** begin Task material **

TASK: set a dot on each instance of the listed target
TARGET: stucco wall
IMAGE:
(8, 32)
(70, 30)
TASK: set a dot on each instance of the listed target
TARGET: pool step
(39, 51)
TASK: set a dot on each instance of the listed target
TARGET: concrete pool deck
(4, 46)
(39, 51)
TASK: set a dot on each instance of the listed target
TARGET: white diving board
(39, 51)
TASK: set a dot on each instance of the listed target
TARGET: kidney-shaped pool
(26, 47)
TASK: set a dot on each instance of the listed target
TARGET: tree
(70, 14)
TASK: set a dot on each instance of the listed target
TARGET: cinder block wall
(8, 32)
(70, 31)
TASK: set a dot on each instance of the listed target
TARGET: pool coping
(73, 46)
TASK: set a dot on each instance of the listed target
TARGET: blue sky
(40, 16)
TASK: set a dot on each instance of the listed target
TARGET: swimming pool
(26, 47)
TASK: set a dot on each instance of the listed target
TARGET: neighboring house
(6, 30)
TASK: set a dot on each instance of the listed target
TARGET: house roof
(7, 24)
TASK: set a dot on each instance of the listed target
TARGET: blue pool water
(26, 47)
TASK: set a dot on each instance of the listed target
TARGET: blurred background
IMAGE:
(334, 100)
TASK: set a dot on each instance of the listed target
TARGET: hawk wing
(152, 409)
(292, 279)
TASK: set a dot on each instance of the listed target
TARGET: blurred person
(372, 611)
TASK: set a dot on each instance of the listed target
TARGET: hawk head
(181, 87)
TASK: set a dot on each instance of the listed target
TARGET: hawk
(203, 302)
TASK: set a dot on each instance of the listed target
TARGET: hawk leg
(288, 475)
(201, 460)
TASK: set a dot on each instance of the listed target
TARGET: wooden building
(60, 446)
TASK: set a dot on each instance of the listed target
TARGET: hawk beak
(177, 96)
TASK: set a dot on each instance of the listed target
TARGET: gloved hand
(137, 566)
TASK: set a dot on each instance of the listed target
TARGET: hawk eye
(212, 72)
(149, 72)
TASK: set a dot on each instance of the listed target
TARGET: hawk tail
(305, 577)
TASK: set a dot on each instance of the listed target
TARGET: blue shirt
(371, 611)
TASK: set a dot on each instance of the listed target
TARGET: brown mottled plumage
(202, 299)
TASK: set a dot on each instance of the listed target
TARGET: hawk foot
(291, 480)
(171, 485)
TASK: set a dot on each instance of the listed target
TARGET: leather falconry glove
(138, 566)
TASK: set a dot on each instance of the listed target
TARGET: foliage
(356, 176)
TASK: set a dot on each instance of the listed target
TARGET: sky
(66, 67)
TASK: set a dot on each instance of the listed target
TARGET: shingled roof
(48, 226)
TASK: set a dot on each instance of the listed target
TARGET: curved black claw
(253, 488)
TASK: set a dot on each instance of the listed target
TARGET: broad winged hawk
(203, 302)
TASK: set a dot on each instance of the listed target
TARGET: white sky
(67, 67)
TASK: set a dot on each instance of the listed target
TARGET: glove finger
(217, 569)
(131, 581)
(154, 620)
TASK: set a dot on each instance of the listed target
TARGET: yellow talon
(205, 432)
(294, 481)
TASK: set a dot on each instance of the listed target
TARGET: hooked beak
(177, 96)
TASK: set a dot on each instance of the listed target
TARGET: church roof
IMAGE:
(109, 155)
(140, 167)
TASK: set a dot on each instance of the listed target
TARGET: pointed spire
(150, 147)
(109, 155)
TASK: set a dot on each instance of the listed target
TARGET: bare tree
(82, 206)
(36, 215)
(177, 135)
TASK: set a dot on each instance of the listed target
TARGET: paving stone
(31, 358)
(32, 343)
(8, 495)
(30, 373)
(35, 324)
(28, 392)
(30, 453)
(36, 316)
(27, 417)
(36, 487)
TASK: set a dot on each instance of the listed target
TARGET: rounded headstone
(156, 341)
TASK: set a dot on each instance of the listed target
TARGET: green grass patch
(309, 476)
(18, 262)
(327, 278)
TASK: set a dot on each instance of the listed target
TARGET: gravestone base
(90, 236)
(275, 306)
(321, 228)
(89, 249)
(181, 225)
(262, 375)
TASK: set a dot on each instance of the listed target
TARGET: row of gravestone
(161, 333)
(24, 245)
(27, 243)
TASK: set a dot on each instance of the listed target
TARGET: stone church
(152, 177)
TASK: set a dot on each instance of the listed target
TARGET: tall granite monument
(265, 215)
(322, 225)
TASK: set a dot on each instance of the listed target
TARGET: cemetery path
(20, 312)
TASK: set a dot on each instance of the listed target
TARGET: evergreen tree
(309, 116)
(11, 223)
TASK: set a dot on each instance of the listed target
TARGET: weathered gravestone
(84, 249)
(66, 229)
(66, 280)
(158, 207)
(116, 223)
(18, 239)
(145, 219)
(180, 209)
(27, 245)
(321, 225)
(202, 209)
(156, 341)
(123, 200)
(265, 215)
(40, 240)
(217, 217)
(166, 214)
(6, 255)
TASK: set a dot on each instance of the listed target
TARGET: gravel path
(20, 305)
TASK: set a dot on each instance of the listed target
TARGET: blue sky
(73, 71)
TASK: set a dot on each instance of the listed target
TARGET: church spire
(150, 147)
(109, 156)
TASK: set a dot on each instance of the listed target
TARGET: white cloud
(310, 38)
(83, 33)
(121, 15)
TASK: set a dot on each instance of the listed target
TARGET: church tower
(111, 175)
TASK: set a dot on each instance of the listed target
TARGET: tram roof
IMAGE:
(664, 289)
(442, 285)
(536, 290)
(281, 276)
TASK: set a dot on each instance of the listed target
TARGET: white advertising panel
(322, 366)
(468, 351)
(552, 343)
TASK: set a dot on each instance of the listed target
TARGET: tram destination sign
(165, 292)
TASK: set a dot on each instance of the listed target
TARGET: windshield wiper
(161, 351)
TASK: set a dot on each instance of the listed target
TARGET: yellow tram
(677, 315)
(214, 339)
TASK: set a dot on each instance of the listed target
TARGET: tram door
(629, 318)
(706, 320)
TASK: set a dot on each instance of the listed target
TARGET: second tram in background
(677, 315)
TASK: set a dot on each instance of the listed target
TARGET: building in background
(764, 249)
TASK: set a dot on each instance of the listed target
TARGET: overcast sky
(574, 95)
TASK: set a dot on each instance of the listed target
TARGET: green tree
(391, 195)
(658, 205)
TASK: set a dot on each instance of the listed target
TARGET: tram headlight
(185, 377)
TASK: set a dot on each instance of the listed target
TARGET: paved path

** end Task material **

* _Task to complete_
Write out all of the records above exactly as they appear.

* _Response to the task_
TASK: set a dot on each instance of the listed target
TARGET: stucco wall
IMAGE:
(8, 32)
(70, 30)
TASK: set a dot on each instance of the listed target
TARGET: pool step
(39, 51)
TASK: set a dot on each instance of the listed target
TARGET: concrete pool deck
(4, 46)
(39, 51)
TASK: set a dot on each instance of the listed target
TARGET: white diving board
(39, 51)
TASK: set a dot on each instance of the listed target
TARGET: kidney-shaped pool
(26, 47)
TASK: set a dot on each instance of the listed target
TARGET: tree
(70, 14)
TASK: set a dot on each instance of the listed target
TARGET: cinder block wall
(8, 32)
(70, 31)
TASK: set a dot on each instance of the listed target
TARGET: pool coping
(73, 46)
TASK: set a dot on each instance of the listed target
TARGET: blue sky
(40, 16)
TASK: set a dot on each instance of the listed target
TARGET: swimming pool
(26, 47)
TASK: set a dot on each instance of the listed target
TARGET: neighboring house
(6, 30)
TASK: set a dot on each instance of the listed target
TARGET: house roof
(7, 24)
TASK: set a dot on each instance of the listed target
TARGET: blue pool water
(26, 47)
TASK: set a dot on each instance of the listed target
TARGET: blurred background
IMAGE:
(334, 100)
TASK: set a dot on each instance of the listed target
TARGET: hawk wing
(152, 409)
(292, 279)
TASK: set a dot on each instance of the listed target
TARGET: blurred person
(372, 611)
TASK: set a dot on each instance of the listed target
TARGET: hawk head
(181, 87)
TASK: set a dot on each instance of the listed target
TARGET: hawk
(203, 302)
TASK: set a dot on each instance of the listed target
TARGET: hawk leg
(288, 475)
(201, 460)
TASK: set a dot on each instance of the listed target
TARGET: wooden building
(60, 446)
TASK: set a dot on each instance of the listed target
TARGET: hawk beak
(177, 96)
TASK: set a dot on each instance of the listed target
TARGET: gloved hand
(137, 566)
TASK: set a dot on each instance of the listed target
TARGET: hawk eye
(212, 72)
(149, 72)
TASK: set a dot on each instance of the listed target
TARGET: hawk tail
(305, 577)
TASK: set a dot on each instance of the listed target
TARGET: blue shirt
(371, 611)
TASK: set a dot on each instance of the listed target
TARGET: brown mottled plumage
(202, 299)
TASK: set a dot on each instance of the listed target
TARGET: hawk foot
(291, 480)
(171, 485)
TASK: set a dot on each instance of the listed target
TARGET: leather falconry glove
(138, 566)
TASK: set a dot on each instance of the listed target
TARGET: foliage
(356, 176)
TASK: set a dot on each instance of the listed target
TARGET: sky
(66, 67)
TASK: set a dot on each instance of the listed target
TARGET: shingled roof
(48, 226)
TASK: set a dot on each instance of the listed target
TARGET: curved black claw
(253, 488)
TASK: set a dot on each instance of the listed target
TARGET: broad winged hawk
(203, 302)
TASK: set a dot on each instance of the listed target
TARGET: white sky
(67, 67)
TASK: set a dot on each instance of the listed target
TARGET: glove finger
(217, 569)
(131, 581)
(154, 620)
TASK: set a dot on each instance of the listed target
TARGET: yellow talon
(205, 432)
(294, 481)
TASK: set a dot on each instance of the listed target
TARGET: hooked beak
(177, 96)
TASK: set a dot on each instance of the listed target
TARGET: church roof
IMAGE:
(109, 155)
(140, 167)
TASK: set a dot on each instance of the listed target
TARGET: pointed spire
(150, 147)
(109, 155)
TASK: set a dot on each instance of the listed target
TARGET: bare tree
(82, 206)
(36, 215)
(177, 135)
TASK: set a dot on each instance of the listed target
TARGET: paving stone
(31, 358)
(32, 343)
(8, 495)
(30, 373)
(35, 324)
(28, 392)
(30, 453)
(36, 316)
(27, 417)
(36, 487)
TASK: set a dot on each instance of the listed target
TARGET: rounded headstone
(156, 341)
TASK: set a dot on each instance of the listed target
TARGET: green grass patch
(309, 476)
(18, 262)
(327, 278)
TASK: set a dot on each instance of the listed target
TARGET: gravestone base
(90, 236)
(275, 306)
(321, 228)
(89, 249)
(181, 225)
(262, 375)
TASK: set a dot on each instance of the listed target
TARGET: row of gravestone
(161, 333)
(24, 245)
(27, 243)
TASK: set a dot on each instance of the listed target
TARGET: stone church
(152, 177)
TASK: set a dot on each instance of the listed target
TARGET: tall granite monument
(265, 215)
(322, 225)
TASK: set a dot on each instance of the listed target
TARGET: cemetery path
(20, 312)
TASK: set a dot on each instance of the listed target
TARGET: evergreen tree
(309, 116)
(11, 223)
TASK: set a dot on each instance of the listed target
TARGET: weathered gravestone
(84, 249)
(66, 229)
(66, 280)
(158, 207)
(116, 223)
(18, 239)
(145, 219)
(180, 209)
(27, 245)
(321, 225)
(202, 209)
(156, 341)
(123, 200)
(265, 215)
(40, 240)
(217, 217)
(166, 214)
(6, 255)
TASK: set a dot on each instance of the listed target
TARGET: gravel path
(20, 305)
TASK: set a dot on each instance of the listed target
TARGET: blue sky
(73, 71)
TASK: set a dot on each instance of the listed target
TARGET: church spire
(150, 147)
(109, 156)
TASK: set a dot on each instance of the listed target
TARGET: white cloud
(310, 38)
(83, 33)
(121, 15)
TASK: set a dot on each instance of the listed target
TARGET: church tower
(111, 175)
TASK: set a dot on each instance of the listed target
TARGET: tram roof
IMAGE:
(664, 289)
(442, 285)
(536, 290)
(281, 276)
TASK: set a dot on each instance of the listed target
TARGET: white advertising panel
(322, 366)
(468, 351)
(552, 343)
TASK: set a dot on each instance of the listed target
TARGET: tram destination sign
(165, 292)
TASK: set a dot on each instance of the listed target
TARGET: windshield wiper
(161, 351)
TASK: set a dot on each instance of the listed target
TARGET: yellow tram
(677, 315)
(214, 339)
TASK: set a dot on each instance of the listed target
TARGET: tram door
(629, 318)
(706, 320)
TASK: set a dot on each instance of the listed target
TARGET: second tram in background
(677, 315)
TASK: set a dot on each instance of the listed target
TARGET: building in background
(764, 249)
TASK: set a dot on each instance of the listed target
TARGET: overcast sky
(574, 95)
TASK: set a dot on each instance of the listed target
TARGET: green tree
(391, 195)
(658, 205)
TASK: set a dot on each instance of the listed target
TARGET: tram headlight
(185, 377)
TASK: set a dot on each instance of the listed target
TARGET: paved path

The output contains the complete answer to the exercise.